[Begin RECORDS FOR THE EXERCISE]

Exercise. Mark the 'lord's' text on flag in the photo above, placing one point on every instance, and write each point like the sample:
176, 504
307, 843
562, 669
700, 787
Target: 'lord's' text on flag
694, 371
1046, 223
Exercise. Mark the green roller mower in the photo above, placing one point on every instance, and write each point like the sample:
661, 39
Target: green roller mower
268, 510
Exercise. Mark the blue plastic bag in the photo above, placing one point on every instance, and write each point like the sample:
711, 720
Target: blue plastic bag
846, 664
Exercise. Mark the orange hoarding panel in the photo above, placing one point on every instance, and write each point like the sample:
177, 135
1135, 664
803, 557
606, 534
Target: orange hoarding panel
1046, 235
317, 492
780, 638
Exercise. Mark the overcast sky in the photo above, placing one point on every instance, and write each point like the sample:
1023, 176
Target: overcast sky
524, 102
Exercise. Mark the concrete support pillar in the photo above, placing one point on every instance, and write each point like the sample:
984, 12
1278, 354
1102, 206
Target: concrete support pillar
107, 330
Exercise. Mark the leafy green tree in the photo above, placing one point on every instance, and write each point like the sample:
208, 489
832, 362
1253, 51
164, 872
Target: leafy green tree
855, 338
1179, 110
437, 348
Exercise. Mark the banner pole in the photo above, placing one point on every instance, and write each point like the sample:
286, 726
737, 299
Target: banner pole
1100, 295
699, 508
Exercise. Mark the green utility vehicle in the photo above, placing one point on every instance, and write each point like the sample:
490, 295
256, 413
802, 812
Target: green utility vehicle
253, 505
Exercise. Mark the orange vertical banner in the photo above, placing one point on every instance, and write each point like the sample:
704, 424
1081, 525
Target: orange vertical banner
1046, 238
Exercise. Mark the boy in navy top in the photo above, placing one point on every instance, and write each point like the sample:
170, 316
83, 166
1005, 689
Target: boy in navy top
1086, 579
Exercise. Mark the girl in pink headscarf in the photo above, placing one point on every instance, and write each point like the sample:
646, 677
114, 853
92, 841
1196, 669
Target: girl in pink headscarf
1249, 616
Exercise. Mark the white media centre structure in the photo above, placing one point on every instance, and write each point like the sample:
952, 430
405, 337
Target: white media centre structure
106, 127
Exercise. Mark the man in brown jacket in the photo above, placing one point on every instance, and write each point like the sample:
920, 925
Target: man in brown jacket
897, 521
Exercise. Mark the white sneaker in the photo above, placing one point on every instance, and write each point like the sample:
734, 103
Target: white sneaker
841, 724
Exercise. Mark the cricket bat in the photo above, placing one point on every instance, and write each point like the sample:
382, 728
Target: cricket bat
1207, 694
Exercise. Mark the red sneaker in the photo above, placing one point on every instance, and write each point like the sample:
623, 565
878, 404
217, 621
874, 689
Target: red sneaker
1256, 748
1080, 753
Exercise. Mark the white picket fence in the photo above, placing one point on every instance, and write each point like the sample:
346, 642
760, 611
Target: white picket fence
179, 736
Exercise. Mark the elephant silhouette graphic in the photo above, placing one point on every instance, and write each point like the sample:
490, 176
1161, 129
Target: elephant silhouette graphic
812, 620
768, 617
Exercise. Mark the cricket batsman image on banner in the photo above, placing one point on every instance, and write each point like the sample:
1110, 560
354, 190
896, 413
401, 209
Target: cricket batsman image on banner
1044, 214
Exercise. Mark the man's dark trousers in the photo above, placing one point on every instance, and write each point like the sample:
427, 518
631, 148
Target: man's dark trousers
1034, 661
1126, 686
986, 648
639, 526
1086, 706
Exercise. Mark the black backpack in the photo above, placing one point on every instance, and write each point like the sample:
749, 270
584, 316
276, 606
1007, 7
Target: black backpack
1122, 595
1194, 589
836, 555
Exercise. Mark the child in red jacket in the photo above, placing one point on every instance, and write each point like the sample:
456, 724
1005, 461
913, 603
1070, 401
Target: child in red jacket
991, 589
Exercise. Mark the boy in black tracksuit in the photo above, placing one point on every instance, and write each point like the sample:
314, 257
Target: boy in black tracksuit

[End RECORDS FOR THE EXERCISE]

*WHAT TO DO*
Could you lay out every line of the entries above as a JSON list of strings, one string per line, with blank lines left out?

*ANSWER TO THE TASK*
[
  "Exercise. Mark the 'lord's' text on flag in the photo above, placing one point on every instance, and write each point like the sample:",
  "176, 504",
  "307, 843",
  "562, 669",
  "700, 787",
  "Target: 'lord's' text on flag",
  "694, 371",
  "1046, 223",
  "Exercise. Mark the green roller mower in the photo above, placing one point on every instance, and write each point like the sample:",
  "661, 39",
  "Target: green roller mower",
  "268, 510",
  "Exercise. Mark the blue plastic bag in the photo above, placing one point on every instance, and write each point like the sample:",
  "711, 720",
  "Target: blue plastic bag",
  "846, 664",
  "Exercise. Mark the orange hoarding panel in the photo above, placing one point on every instance, and write each point like the sample:",
  "177, 135",
  "1135, 664",
  "803, 557",
  "606, 534",
  "Target: orange hoarding panel",
  "1046, 235",
  "317, 492",
  "780, 638",
  "Exercise. Mark the overcast sky in the photo above, placing one point on every instance, and write each point like the sample:",
  "1023, 176",
  "Target: overcast sky",
  "524, 102",
  "Exercise. Mark the concrete support pillar in the photo above, placing one point on every instance, and write each point like the sample:",
  "984, 12",
  "1278, 354",
  "1102, 206",
  "Target: concrete support pillar",
  "107, 330",
  "Exercise. Mark the leafy green tree in the photo above, placing one point on every instance, and write each point like the sample:",
  "208, 489",
  "832, 362",
  "1253, 51",
  "164, 872",
  "Target: leafy green tree",
  "855, 338",
  "1179, 110",
  "437, 348",
  "Exercise. Mark the banner pole in the photo above, placing one point on every instance, and write each point like the sample:",
  "286, 726",
  "737, 299",
  "Target: banner pole",
  "1100, 295",
  "699, 508",
  "Exercise. Mark the green utility vehicle in the photo above, placing one point on every instance, and write each point like the sample:",
  "490, 295",
  "256, 413",
  "802, 812",
  "Target: green utility vehicle",
  "253, 505",
  "Exercise. Mark the orange vertical banner in the photo above, placing one point on every instance, and write each point like the sample:",
  "704, 424",
  "1081, 525",
  "Target: orange vertical banner",
  "1046, 238",
  "Exercise. Mark the boy in navy top in the photo above, placing one point on every instance, and write each point like the sample:",
  "170, 316",
  "83, 166",
  "1005, 689",
  "Target: boy in navy top",
  "1086, 579",
  "Exercise. Mark the girl in pink headscarf in the photo above, placing one point on every instance, and write each point like the sample:",
  "646, 677",
  "114, 853",
  "92, 841",
  "1196, 669",
  "Target: girl in pink headscarf",
  "1249, 616",
  "Exercise. Mark the white media centre structure in the photo above, placing one point on every instance, and write each point like the sample:",
  "952, 430",
  "405, 337",
  "Target: white media centre structure",
  "106, 127",
  "Exercise. Mark the man in brown jacket in the photo above, placing one point on every instance, and write each point like the sample:",
  "920, 925",
  "Target: man in brown jacket",
  "897, 521",
  "Exercise. Mark the white sneaker in the photo above, placing one point on every instance, and write each point like the sample:",
  "734, 103",
  "Target: white sneaker",
  "841, 724",
  "Exercise. Mark the cricket bat in the photo above, placing one point on every instance, and write each point like the sample:",
  "382, 728",
  "Target: cricket bat",
  "1207, 694",
  "Exercise. Mark the red sneaker in the photo above, placing one point on every instance, and write each point like the sample:",
  "623, 565",
  "878, 404",
  "217, 621",
  "874, 689",
  "Target: red sneaker",
  "1256, 748",
  "1080, 753",
  "Exercise. Mark the white picket fence in the photo above, placing one point on every instance, and write each point like the sample:",
  "346, 642",
  "760, 611",
  "Target: white picket fence",
  "179, 736",
  "Exercise. Mark the elephant silhouette graphic in the photo above, placing one point on every instance, and write each point like the sample:",
  "490, 176",
  "1161, 129",
  "Target: elephant silhouette graphic",
  "812, 620",
  "768, 617",
  "Exercise. Mark the cricket batsman image on banner in the photo above, placing one point on every instance, and write each point like the sample:",
  "1110, 560",
  "354, 190",
  "896, 413",
  "401, 209",
  "Target: cricket batsman image on banner",
  "1044, 214",
  "Exercise. Mark the man's dark trousers in the photo above, placing one point on every instance, and write each point like the sample:",
  "427, 518",
  "631, 148",
  "Target: man's dark trousers",
  "1034, 661",
  "1126, 686",
  "986, 648",
  "639, 526",
  "1086, 706",
  "Exercise. Mark the black backpack in the photo above, placing one point on every instance, and write each point like the sample:",
  "749, 270",
  "584, 316",
  "276, 606",
  "1007, 7",
  "Target: black backpack",
  "1122, 595",
  "1194, 589",
  "836, 555",
  "Exercise. Mark the child in red jacket in the photo above, placing one point on every instance, and write each point like the sample:",
  "456, 724",
  "1005, 461",
  "913, 603",
  "1070, 401",
  "Target: child in red jacket",
  "991, 589",
  "Exercise. Mark the boy in black tracksuit in the photo above, placing one point on every instance, and write each point like the sample:",
  "314, 257",
  "Target: boy in black tracksuit"
]